··· Source excerpt

Nevertheless, a new, hate-filled policy of encirclement against Germany began immediately. Internally and externally there came into being that plot, familiar to all of us, between Jews and democrats, Bolsheviks and reactionaries, with the sole aim of inhibiting the establishment of the new German people’s state, and of plunging the Reich anew into impotence and misery.
Apart from us, the hatred of this international world conspiracy was directed against those nations that, like ourselves, were neglected by fortune and were obliged to earn their daily bread in the hardest struggle for existence.
Above all, the right of Italy and Japan, just as much as that of Germany, to share in the goods of this world was contested and in fact was formally denied. The alliance of these [three] nations was, therefore, purely an act of self-protection in the face of the egoistic global combination of wealth and power that threatened them. As early as 1936 [Winston] Churchill, according to statements by the American General Wood before a committee of the American House of Representatives, declared that Germany was once again becoming too powerful and must therefore be destroyed.
In the Summer of 1939 the time seemed to have come for Britain to begin to realize its intended annihilation by repetition of a comprehensive policy of encirclement of Germany. The plan of the campaign of lies staged for this purpose consisted in declaring that other people were threatened, in tricking them with British promises of guarantees and assistance, and of getting them to go against Germany, just as had happened prior to the [First] World War.
On the morning of Sunday, June 22, 1941, Reich propaganda minister Goebbels broadcasts to the world the startling news that Germany has struck against Soviet Russia. Reading Hitler's historic proclamation, he explains his government's reasons for the fateful attack, the largest-scale military offensive in history to that time.

······
··· Entries

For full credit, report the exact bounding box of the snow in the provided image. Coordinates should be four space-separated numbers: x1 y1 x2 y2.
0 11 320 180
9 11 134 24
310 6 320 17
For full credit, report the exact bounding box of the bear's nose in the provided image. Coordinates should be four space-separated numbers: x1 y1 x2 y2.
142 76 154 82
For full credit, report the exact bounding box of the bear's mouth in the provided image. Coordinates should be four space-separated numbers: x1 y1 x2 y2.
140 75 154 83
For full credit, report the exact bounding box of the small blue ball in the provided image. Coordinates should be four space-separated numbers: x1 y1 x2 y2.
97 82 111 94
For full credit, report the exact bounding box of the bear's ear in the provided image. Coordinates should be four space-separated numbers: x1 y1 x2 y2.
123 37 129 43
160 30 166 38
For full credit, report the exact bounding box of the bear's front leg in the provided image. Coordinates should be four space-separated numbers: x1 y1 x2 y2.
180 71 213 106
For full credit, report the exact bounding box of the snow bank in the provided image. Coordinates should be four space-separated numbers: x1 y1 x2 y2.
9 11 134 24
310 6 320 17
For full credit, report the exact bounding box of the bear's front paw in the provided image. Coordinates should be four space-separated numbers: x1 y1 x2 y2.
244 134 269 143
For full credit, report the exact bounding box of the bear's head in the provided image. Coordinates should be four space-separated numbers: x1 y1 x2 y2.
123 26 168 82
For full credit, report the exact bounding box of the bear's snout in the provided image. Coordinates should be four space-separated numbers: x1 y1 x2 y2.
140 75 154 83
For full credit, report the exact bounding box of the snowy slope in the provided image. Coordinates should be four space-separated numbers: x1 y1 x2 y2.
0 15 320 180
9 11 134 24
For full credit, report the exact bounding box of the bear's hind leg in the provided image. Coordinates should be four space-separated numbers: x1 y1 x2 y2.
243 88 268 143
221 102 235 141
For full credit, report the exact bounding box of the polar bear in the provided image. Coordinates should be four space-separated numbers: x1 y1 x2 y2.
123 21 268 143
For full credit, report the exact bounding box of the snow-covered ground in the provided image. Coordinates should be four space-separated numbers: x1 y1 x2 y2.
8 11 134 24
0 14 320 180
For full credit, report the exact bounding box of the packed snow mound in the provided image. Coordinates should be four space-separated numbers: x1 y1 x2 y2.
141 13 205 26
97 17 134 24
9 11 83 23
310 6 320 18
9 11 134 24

······

Problems to solve ->
[1] In the excerpt on the June 1941 proclamation, on what date did Goebbels broadcast that Germany had struck against Soviet Russia?
[2] Return the passage of the excerpt on the June 1941 proclamation between "On the morning" and "to that time.", inclusive.

Solutions by task ->
[1] On the morning of Sunday, June 22, 1941.

[2]
On the morning of Sunday, June 22, 1941, Reich propaganda minister Goebbels broadcasts to the world the startling news that Germany has struck against Soviet Russia. Reading Hitler's historic proclamation, he explains his government's reasons for the fateful attack, the largest-scale military offensive in history to that time.